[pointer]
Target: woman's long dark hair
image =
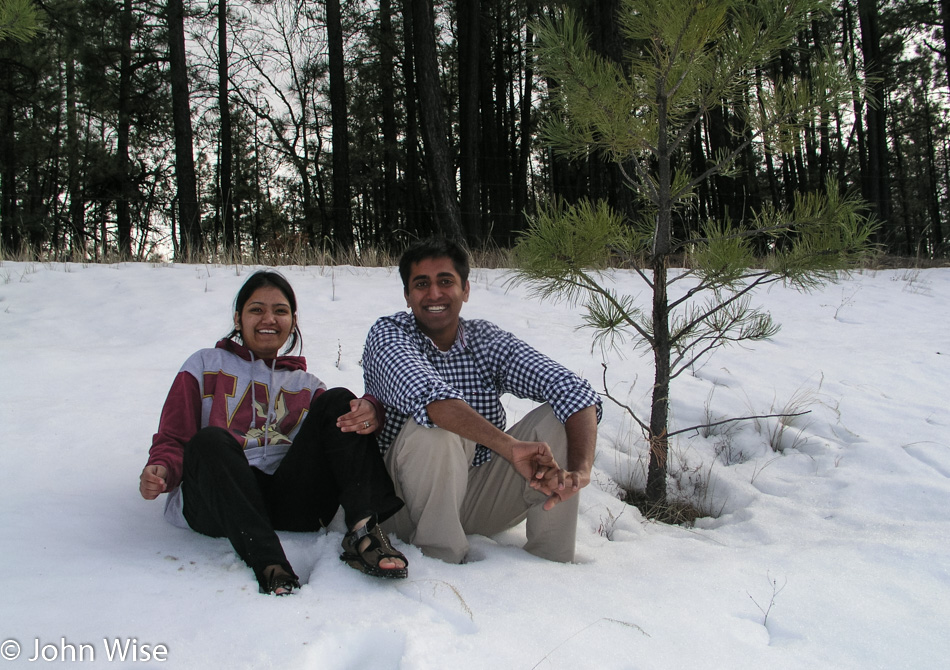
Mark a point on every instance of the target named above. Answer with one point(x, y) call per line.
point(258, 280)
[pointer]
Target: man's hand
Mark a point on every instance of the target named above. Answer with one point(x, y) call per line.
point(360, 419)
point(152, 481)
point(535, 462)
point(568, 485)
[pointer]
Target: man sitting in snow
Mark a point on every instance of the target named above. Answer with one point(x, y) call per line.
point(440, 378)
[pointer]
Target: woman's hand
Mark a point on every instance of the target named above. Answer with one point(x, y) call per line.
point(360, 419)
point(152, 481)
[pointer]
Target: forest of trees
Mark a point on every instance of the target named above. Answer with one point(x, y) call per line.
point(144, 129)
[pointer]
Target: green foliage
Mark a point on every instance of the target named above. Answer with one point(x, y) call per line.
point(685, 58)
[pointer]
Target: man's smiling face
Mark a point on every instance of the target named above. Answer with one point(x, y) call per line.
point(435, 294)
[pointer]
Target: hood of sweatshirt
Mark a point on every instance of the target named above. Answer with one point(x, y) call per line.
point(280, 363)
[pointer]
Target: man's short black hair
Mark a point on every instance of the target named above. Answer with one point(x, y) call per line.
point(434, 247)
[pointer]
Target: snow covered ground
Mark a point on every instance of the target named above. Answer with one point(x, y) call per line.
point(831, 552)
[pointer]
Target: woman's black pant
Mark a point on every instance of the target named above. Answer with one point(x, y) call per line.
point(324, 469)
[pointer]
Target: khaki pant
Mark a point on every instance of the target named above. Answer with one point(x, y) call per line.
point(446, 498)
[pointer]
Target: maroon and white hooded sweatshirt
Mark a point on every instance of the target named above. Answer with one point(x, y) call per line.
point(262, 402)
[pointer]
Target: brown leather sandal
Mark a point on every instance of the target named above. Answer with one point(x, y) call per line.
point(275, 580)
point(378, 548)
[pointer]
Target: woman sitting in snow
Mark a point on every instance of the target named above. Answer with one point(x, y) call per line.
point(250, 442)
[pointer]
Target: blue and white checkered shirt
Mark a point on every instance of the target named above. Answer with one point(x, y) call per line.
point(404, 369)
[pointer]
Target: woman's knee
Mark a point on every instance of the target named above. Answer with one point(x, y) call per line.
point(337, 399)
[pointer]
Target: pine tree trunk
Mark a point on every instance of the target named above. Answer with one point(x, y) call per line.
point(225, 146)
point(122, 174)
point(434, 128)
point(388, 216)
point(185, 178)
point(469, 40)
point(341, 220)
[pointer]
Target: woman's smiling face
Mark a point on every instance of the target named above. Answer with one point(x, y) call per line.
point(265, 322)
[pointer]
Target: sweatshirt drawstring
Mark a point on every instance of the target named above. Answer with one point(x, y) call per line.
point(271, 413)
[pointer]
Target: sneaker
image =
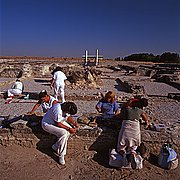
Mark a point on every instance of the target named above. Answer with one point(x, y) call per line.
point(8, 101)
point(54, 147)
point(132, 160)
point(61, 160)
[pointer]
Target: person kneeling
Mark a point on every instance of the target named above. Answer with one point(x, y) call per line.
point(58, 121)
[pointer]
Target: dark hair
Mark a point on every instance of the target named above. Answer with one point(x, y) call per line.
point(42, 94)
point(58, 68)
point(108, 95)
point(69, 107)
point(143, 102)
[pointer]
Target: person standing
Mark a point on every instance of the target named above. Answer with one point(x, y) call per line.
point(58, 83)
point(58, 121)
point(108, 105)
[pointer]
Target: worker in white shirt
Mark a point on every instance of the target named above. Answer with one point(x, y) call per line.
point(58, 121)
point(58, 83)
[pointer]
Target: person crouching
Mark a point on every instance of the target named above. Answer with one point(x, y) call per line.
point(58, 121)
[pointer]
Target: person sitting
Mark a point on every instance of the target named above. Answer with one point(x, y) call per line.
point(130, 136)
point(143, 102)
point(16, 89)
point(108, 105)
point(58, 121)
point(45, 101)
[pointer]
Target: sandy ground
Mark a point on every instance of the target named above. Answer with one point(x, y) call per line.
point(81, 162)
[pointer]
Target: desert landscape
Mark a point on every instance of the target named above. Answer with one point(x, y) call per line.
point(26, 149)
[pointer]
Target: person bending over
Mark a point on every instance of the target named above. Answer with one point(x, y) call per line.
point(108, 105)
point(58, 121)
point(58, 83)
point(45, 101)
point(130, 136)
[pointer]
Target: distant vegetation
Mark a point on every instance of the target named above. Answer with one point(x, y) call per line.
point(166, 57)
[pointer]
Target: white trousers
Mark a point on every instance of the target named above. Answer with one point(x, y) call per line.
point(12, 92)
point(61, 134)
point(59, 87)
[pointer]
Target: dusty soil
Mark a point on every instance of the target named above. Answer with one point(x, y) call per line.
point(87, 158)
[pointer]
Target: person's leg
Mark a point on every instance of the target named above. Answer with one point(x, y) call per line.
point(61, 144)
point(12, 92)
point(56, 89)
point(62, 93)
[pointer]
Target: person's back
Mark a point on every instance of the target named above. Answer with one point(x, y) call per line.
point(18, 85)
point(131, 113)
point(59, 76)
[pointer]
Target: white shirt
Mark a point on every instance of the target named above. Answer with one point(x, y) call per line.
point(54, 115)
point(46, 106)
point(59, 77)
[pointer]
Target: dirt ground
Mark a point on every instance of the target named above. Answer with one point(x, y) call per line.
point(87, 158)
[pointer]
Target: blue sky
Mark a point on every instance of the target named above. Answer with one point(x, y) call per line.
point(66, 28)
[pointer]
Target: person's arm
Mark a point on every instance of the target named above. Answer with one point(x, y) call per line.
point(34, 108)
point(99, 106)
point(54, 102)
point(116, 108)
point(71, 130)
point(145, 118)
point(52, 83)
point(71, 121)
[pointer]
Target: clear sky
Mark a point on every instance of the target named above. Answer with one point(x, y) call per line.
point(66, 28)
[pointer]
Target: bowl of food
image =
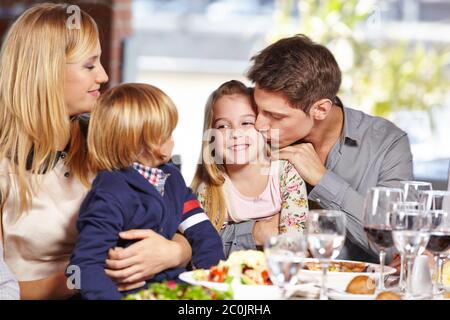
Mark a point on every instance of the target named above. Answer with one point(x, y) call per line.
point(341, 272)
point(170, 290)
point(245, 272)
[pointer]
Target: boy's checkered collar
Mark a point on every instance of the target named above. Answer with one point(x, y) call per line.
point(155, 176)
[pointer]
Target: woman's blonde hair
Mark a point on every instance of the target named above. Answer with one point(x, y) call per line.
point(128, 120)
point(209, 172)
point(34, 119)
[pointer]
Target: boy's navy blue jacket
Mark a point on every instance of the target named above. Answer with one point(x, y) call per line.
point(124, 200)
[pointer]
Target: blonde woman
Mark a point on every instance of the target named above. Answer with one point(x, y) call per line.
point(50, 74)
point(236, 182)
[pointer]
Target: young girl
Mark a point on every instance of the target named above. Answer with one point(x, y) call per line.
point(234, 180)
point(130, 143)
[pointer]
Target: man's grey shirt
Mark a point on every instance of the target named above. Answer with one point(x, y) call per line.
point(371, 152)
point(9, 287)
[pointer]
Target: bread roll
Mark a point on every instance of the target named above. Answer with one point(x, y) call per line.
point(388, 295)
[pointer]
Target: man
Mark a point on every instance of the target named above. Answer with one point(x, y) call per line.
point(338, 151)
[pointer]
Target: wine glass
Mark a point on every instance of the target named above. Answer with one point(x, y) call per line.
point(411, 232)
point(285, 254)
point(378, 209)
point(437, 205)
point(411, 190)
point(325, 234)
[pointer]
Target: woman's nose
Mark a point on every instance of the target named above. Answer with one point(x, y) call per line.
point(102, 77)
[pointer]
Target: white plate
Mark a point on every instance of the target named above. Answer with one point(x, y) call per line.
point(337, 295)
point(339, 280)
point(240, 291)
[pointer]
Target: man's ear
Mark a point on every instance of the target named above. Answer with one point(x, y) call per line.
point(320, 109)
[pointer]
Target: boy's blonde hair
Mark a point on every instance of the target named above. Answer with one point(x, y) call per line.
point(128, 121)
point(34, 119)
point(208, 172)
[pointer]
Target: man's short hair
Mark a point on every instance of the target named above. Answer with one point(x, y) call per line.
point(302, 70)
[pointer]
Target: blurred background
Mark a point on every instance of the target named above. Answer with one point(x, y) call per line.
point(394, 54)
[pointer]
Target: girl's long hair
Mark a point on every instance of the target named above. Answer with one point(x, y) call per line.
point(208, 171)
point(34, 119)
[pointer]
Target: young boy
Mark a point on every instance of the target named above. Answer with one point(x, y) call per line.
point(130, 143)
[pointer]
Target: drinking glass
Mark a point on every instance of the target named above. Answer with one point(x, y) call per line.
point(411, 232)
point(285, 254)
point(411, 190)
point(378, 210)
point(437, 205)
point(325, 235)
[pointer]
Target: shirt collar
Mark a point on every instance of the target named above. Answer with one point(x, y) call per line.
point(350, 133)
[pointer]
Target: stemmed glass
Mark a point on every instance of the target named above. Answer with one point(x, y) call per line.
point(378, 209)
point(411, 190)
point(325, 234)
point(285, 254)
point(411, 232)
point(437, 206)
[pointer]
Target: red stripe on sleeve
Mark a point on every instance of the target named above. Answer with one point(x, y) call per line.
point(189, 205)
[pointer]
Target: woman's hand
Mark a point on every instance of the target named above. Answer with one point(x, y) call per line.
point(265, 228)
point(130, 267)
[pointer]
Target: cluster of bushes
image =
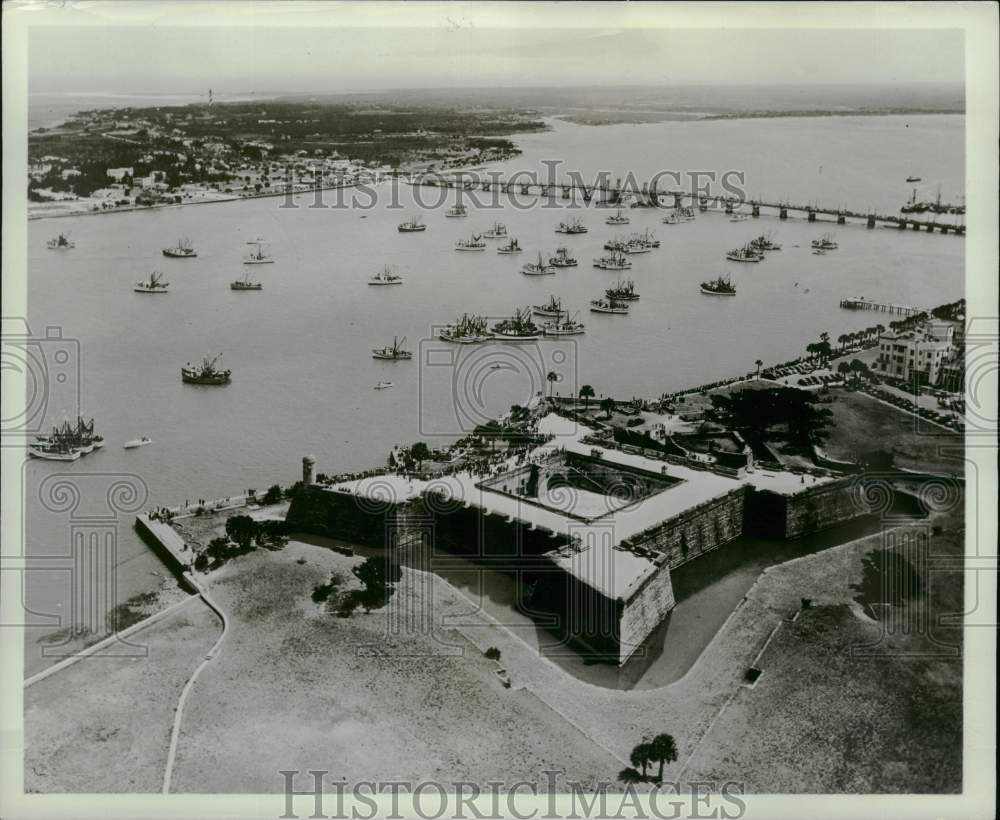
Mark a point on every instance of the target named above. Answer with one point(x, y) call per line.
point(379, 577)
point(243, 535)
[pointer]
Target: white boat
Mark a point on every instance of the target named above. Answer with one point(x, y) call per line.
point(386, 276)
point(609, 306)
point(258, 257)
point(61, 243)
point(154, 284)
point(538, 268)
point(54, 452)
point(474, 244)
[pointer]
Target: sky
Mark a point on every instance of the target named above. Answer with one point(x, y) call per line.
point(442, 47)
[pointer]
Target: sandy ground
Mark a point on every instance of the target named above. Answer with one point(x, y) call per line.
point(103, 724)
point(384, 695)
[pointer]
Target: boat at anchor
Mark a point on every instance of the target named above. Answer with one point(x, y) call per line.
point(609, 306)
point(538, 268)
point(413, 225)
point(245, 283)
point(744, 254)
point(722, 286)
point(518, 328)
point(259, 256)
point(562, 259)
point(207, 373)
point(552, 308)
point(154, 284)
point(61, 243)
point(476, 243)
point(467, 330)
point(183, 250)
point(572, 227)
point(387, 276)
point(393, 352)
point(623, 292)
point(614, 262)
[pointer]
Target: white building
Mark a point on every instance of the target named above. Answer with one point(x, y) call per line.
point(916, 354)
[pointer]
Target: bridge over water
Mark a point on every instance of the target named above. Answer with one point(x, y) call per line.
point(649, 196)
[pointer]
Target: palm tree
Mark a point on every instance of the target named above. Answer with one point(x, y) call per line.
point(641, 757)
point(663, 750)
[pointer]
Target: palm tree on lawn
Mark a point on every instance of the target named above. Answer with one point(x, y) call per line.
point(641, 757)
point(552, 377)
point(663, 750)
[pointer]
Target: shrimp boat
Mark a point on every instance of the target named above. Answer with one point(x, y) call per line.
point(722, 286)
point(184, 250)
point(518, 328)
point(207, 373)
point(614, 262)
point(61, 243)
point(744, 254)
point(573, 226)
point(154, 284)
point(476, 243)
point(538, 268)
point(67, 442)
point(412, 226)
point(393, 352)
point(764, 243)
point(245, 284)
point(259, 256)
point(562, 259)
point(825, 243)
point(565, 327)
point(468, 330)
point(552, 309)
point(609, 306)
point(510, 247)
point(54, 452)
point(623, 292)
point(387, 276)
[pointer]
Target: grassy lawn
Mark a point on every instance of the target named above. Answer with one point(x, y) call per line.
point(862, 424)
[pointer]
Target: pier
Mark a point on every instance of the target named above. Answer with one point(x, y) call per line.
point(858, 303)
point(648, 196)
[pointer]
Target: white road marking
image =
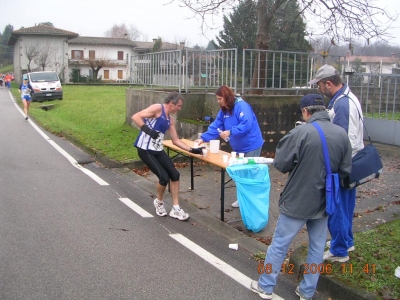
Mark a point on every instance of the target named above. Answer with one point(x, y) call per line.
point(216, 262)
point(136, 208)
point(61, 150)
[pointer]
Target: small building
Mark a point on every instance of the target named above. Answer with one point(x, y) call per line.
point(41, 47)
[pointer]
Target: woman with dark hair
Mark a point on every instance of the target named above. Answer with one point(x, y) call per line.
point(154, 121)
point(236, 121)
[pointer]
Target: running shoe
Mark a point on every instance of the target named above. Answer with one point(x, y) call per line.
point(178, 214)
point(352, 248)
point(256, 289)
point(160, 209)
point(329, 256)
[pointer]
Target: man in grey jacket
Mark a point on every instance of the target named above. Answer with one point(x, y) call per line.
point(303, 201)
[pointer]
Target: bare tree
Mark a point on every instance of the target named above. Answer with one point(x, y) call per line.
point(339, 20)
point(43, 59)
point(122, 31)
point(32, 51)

○ ○ ○ ○

> [Task instructions]
Using the data above, work out how many lines include the word "grey" and give only that number.

> [Exercise answer]
2